- **Your task**:
Without including any picture, return the complete set of records exactly.

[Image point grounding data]

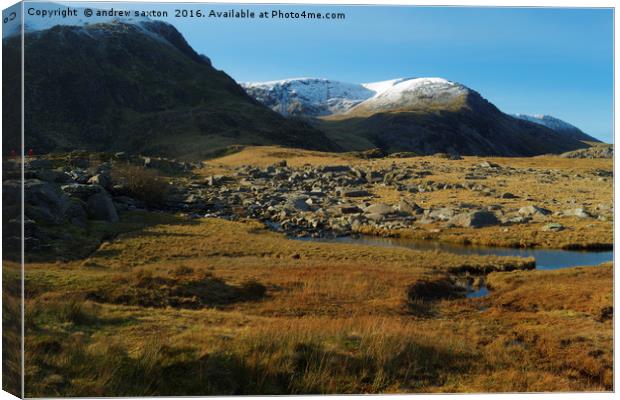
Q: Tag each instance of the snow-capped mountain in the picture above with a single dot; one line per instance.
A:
(33, 23)
(410, 94)
(557, 125)
(315, 97)
(308, 96)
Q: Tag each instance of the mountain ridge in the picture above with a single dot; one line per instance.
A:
(116, 87)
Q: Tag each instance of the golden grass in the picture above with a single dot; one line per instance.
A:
(335, 318)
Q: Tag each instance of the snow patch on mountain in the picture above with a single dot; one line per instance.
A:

- **Solved problem**:
Q: Tag each instance of the snow-capped mountain in the picture above with a single dot; one line per instance.
A:
(33, 23)
(410, 94)
(557, 125)
(315, 97)
(308, 96)
Q: Tag each instance of the mountain ridge in the picture above with a single dot; one line per instance.
A:
(116, 87)
Q: Tag each instance of the golden grass in the picture above with a single dot; one line per instance.
A:
(335, 318)
Q: Tag each instance of the snow patch on mountain in the picture above with a single dot; one line per instance.
A:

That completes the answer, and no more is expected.